===== Extract to read =====

80" of snow this week.

   / 80" of snow this week.
  • Thread Starter
#41  
   / 80" of snow this week.
  • Thread Starter
#44  
   / 80" of snow this week.
  • Thread Starter
#45  
OK, there's about 10 versions of that, which number specifically?
I have never seen more than one for a tractor.
 
   / 80" of snow this week.
  • Thread Starter
#47  
There is only one Hakk. that I know of. Many Nokians. I am 11k in on my tires.
 
   / 80" of snow this week. #48  
I expect most have heard of the snow storm in Upstate NY. I am in the place you read about. My house got 80" in a few days. It was pretty intense. I run a Kubota M6-111 hooked to a Cyclone 92" inverted blower. I hear everyone saying the inverted is no good in deep snow. Maybe it is not the inverted so much as the tractor it is hooked to. The inverted held it's own all the way through. We had a 10 hour span that produced 24 inches. Tractor and blower had no issues. I am running Nokian tires all the way around. R1 are far too slippery on the road as my route is over 25 miles doing 65 driveways. I have been opening up driveways the last couple of days where the plow trucks could not get through. I did one that had a drift that was over the front of my tractor. I just backed into it like pac man. Drift was gone quickly. The inverted blower can back up to stuck cars and pull away from them without leaving a hard pile there.Folks do not want to pay and then have to shovel that. It can back up to the garage door. If you have an inverted blower and having issues check your tires. A back up blower will probably work with any tires but the inverted will require more traction. That does not make it a bad blower just different. It can eat the snow.

=====

| Requirements |
Repeat the part of the snowstorm post that begins at the words "I have never" and stops after "on my tires.".

===== Extracted information =====

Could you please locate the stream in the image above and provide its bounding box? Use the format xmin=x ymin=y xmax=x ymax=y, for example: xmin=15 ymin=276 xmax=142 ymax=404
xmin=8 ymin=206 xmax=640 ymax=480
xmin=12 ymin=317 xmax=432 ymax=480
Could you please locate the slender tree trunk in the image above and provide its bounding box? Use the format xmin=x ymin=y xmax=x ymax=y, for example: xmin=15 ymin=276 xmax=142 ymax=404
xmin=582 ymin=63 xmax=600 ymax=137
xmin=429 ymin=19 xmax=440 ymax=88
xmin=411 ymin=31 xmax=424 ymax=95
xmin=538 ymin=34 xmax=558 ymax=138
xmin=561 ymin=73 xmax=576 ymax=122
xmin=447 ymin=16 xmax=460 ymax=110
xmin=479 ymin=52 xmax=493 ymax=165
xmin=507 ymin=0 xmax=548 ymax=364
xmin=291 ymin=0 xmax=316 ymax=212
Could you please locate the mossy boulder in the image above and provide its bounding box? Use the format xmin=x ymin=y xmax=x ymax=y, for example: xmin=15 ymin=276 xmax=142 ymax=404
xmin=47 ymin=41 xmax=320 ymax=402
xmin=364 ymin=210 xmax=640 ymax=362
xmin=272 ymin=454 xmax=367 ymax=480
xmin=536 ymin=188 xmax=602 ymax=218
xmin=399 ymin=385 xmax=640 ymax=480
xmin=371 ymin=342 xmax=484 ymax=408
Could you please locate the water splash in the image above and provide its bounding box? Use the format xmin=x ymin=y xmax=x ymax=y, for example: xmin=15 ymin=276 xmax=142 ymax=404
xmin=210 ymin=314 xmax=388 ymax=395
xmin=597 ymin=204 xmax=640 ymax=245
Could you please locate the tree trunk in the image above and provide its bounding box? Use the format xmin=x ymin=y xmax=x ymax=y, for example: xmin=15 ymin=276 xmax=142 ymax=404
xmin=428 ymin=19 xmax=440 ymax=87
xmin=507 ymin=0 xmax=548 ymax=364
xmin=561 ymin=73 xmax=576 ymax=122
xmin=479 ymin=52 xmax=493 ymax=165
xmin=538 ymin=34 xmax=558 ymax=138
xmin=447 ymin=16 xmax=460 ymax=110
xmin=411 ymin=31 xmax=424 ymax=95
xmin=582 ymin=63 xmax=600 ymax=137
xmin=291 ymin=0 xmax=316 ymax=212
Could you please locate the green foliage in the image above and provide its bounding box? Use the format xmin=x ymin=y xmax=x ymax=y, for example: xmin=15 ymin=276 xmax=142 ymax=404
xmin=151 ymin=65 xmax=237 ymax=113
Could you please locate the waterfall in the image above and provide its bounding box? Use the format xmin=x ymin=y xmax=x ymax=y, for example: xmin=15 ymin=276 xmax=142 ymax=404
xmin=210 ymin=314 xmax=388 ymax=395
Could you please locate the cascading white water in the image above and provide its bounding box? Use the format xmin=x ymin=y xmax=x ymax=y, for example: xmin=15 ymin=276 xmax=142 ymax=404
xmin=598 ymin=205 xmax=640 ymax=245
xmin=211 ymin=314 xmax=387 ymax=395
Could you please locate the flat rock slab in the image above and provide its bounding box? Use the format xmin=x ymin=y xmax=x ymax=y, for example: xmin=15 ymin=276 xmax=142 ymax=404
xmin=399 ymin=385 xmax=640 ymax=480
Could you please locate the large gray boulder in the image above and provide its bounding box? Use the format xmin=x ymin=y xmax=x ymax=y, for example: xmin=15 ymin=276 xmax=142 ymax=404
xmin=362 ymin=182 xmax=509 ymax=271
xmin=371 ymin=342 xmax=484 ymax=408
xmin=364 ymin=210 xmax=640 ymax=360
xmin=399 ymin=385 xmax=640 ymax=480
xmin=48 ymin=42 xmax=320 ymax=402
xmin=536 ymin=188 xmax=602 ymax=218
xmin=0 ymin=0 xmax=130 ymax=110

=====

| Reply to the task |
I have never seen more than one for a tractor.
 
   / 80" of snow this week.
  • Thread Starter
#47  
There is only one Hakk. that I know of. Many Nokians. I am 11k in on my tires.